[Record excerpts]
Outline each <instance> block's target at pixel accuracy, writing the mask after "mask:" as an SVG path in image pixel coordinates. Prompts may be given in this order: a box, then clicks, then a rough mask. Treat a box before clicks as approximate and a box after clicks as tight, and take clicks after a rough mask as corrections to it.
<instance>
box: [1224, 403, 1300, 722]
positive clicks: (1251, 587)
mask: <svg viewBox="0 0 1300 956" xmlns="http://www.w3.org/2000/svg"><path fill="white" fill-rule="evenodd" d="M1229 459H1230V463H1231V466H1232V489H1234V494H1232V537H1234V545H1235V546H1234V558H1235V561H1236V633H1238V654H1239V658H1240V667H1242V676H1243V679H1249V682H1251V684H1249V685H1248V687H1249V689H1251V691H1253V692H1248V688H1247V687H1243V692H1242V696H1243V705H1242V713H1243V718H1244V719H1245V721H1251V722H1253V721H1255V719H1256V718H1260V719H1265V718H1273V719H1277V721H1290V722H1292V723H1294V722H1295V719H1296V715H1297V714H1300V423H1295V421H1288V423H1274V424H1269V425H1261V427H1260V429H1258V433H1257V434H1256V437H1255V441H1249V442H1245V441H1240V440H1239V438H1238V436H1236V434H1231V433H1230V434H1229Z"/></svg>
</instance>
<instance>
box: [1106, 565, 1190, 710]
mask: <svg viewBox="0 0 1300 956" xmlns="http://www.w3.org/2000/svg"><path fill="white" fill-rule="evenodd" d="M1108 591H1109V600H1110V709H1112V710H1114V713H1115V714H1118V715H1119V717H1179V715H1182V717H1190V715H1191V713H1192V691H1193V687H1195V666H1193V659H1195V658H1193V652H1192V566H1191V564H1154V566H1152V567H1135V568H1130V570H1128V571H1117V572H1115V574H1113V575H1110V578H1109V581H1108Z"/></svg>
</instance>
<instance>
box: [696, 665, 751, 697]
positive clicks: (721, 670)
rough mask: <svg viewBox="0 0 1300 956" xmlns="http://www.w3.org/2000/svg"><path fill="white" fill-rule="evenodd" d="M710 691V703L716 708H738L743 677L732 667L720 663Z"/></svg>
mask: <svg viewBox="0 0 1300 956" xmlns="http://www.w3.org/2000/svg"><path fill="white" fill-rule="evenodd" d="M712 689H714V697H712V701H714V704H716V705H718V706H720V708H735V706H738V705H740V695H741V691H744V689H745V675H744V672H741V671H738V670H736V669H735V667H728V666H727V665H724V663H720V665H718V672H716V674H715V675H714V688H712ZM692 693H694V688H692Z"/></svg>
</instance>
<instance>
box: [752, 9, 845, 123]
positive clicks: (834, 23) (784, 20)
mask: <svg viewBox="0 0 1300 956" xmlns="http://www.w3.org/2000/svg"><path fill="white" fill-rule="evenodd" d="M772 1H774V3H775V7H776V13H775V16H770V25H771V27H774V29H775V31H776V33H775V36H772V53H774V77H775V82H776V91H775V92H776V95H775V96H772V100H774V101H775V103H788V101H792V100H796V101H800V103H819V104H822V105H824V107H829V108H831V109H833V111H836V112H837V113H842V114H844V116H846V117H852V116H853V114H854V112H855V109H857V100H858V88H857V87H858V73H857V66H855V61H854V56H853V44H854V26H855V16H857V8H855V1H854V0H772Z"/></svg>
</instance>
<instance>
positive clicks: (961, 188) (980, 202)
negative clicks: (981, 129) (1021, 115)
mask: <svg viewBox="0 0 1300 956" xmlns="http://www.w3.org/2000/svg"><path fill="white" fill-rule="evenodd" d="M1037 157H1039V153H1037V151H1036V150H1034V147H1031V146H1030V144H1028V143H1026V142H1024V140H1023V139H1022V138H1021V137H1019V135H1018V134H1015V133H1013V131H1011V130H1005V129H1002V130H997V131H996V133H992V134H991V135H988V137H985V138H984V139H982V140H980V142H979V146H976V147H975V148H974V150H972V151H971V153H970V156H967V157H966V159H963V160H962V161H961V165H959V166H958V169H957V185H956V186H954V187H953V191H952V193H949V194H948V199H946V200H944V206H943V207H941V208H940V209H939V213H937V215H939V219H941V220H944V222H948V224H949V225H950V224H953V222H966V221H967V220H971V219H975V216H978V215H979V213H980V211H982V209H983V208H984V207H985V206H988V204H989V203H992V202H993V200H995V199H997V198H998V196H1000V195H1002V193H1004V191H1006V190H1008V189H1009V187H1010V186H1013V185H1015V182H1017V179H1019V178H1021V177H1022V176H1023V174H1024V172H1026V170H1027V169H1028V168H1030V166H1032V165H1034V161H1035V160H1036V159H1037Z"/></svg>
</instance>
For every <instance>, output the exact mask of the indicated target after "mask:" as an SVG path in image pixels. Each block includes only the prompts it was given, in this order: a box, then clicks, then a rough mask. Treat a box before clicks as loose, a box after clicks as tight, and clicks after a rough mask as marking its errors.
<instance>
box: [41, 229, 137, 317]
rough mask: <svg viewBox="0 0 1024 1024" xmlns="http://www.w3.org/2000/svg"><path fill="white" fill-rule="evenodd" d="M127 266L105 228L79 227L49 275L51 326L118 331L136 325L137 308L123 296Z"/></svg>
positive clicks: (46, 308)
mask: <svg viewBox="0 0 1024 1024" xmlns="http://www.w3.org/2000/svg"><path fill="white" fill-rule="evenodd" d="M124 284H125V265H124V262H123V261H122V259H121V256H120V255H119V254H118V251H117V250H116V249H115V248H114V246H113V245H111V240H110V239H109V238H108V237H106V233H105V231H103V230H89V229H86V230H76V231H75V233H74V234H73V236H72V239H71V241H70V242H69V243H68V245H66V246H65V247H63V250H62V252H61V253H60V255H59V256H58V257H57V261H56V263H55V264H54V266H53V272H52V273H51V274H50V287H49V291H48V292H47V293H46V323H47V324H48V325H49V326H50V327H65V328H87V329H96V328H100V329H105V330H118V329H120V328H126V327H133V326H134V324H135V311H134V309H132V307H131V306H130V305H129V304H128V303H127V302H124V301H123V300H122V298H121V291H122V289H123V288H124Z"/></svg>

[The problem]
Every record must be written out again without any change.

[Result]
Outline each <instance> block's target at pixel accuracy, writing the mask after "mask:" as an SVG path in image pixel coordinates. Prompts may be given in this order: a box, then clicks, then a rough mask. Treat a box before clicks as approximate and a box after clicks as tight, and take clicks after a rough mask as corrections to it.
<instance>
box: [1224, 403, 1300, 722]
positive clicks: (1251, 587)
mask: <svg viewBox="0 0 1300 956" xmlns="http://www.w3.org/2000/svg"><path fill="white" fill-rule="evenodd" d="M1229 459H1230V463H1231V466H1232V489H1234V494H1232V537H1234V545H1235V546H1234V558H1235V561H1236V633H1238V654H1239V658H1240V667H1242V676H1243V679H1249V682H1251V684H1249V685H1248V687H1249V689H1251V691H1253V692H1248V688H1247V687H1243V692H1242V696H1243V705H1242V713H1243V718H1244V719H1245V721H1251V722H1253V721H1255V719H1256V718H1260V719H1265V718H1273V719H1277V721H1290V722H1292V723H1294V722H1295V719H1296V715H1297V714H1300V423H1295V421H1288V423H1274V424H1269V425H1261V427H1260V429H1258V433H1257V434H1256V437H1255V441H1249V442H1245V441H1240V440H1239V438H1238V436H1236V434H1231V433H1230V434H1229Z"/></svg>
</instance>
<instance>
box: [1106, 565, 1190, 710]
mask: <svg viewBox="0 0 1300 956" xmlns="http://www.w3.org/2000/svg"><path fill="white" fill-rule="evenodd" d="M1108 591H1109V600H1110V709H1112V710H1114V713H1115V714H1118V715H1119V717H1179V715H1182V717H1190V715H1191V713H1192V691H1193V687H1195V666H1193V659H1195V658H1193V652H1192V566H1191V564H1154V566H1152V567H1135V568H1130V570H1128V571H1117V572H1115V574H1113V575H1110V578H1109V581H1108Z"/></svg>
</instance>
<instance>
box: [696, 665, 751, 697]
positive clicks: (721, 670)
rough mask: <svg viewBox="0 0 1300 956" xmlns="http://www.w3.org/2000/svg"><path fill="white" fill-rule="evenodd" d="M710 691V703L716 708H738L743 677L732 667L720 663Z"/></svg>
mask: <svg viewBox="0 0 1300 956" xmlns="http://www.w3.org/2000/svg"><path fill="white" fill-rule="evenodd" d="M712 689H714V697H712V701H714V704H716V705H718V706H720V708H735V706H738V705H740V695H741V691H744V689H745V675H744V672H741V671H738V670H736V669H735V667H728V666H727V665H724V663H720V665H718V672H716V674H715V675H714V688H712ZM692 693H694V688H692Z"/></svg>
</instance>
<instance>
box: [752, 9, 845, 123]
positive clicks: (834, 23) (784, 20)
mask: <svg viewBox="0 0 1300 956" xmlns="http://www.w3.org/2000/svg"><path fill="white" fill-rule="evenodd" d="M772 1H774V3H775V7H776V13H775V16H770V25H771V27H774V29H775V31H776V33H775V36H772V53H774V77H775V82H776V91H775V92H776V95H775V96H772V100H774V101H775V103H788V101H792V100H796V101H800V103H819V104H822V105H824V107H829V108H831V109H833V111H836V112H837V113H842V114H844V116H846V117H852V116H853V114H854V112H855V109H857V100H858V88H857V87H858V73H857V66H855V61H854V56H853V44H854V26H855V16H857V8H855V1H854V0H772Z"/></svg>
</instance>
<instance>
positive clicks: (961, 188) (980, 202)
negative clicks: (981, 129) (1021, 115)
mask: <svg viewBox="0 0 1300 956" xmlns="http://www.w3.org/2000/svg"><path fill="white" fill-rule="evenodd" d="M1037 157H1039V153H1037V151H1036V150H1034V147H1031V146H1030V144H1028V143H1026V142H1024V140H1023V139H1022V138H1021V137H1019V135H1018V134H1015V133H1013V131H1011V130H1005V129H1002V130H997V131H996V133H992V134H991V135H988V137H985V138H984V139H982V140H980V142H979V146H976V147H975V148H974V150H972V151H971V153H970V156H967V157H966V159H963V160H962V161H961V165H959V166H958V169H957V185H956V186H954V187H953V191H952V193H949V194H948V199H946V200H944V206H943V207H941V208H940V209H939V213H937V215H939V219H941V220H944V222H948V224H949V225H950V224H953V222H966V221H967V220H971V219H975V216H978V215H979V213H980V211H982V209H983V208H984V207H985V206H988V204H989V203H992V202H993V200H995V199H997V198H998V196H1000V195H1002V193H1004V191H1006V190H1008V189H1009V187H1010V186H1013V185H1015V182H1017V179H1019V178H1021V177H1022V176H1023V174H1024V172H1026V170H1027V169H1028V168H1030V166H1032V165H1034V161H1035V160H1036V159H1037Z"/></svg>
</instance>
For every <instance>, output the exact mask of the indicated target after "mask:" as an SVG path in image pixels. Each block includes only the prompts it was given, in this order: a box, then clicks, then a rough mask. Treat a box before clicks as loose, a box after clicks as tight, and clicks after a rough mask as marking its errors.
<instance>
box: [41, 229, 137, 317]
rough mask: <svg viewBox="0 0 1024 1024" xmlns="http://www.w3.org/2000/svg"><path fill="white" fill-rule="evenodd" d="M127 266L105 228L79 227L49 275L51 326L118 331L136 325L137 308L123 296Z"/></svg>
positive clicks: (46, 308)
mask: <svg viewBox="0 0 1024 1024" xmlns="http://www.w3.org/2000/svg"><path fill="white" fill-rule="evenodd" d="M124 284H125V265H124V262H123V261H122V259H121V256H120V255H119V254H118V251H117V250H116V249H115V248H114V246H113V245H111V240H110V239H109V238H108V237H106V233H105V231H103V230H89V229H86V230H76V231H75V233H74V234H73V236H72V239H71V241H70V242H69V243H68V245H66V246H65V247H63V250H62V252H61V253H60V255H59V256H58V257H57V261H56V263H55V264H54V266H53V272H52V273H51V274H50V287H49V291H48V292H47V293H46V323H47V324H48V325H49V326H50V327H65V328H87V329H96V328H100V329H105V330H118V329H120V328H126V327H133V326H134V324H135V311H134V309H132V307H131V306H130V305H129V304H128V303H127V302H124V301H123V300H122V298H121V291H122V289H123V288H124Z"/></svg>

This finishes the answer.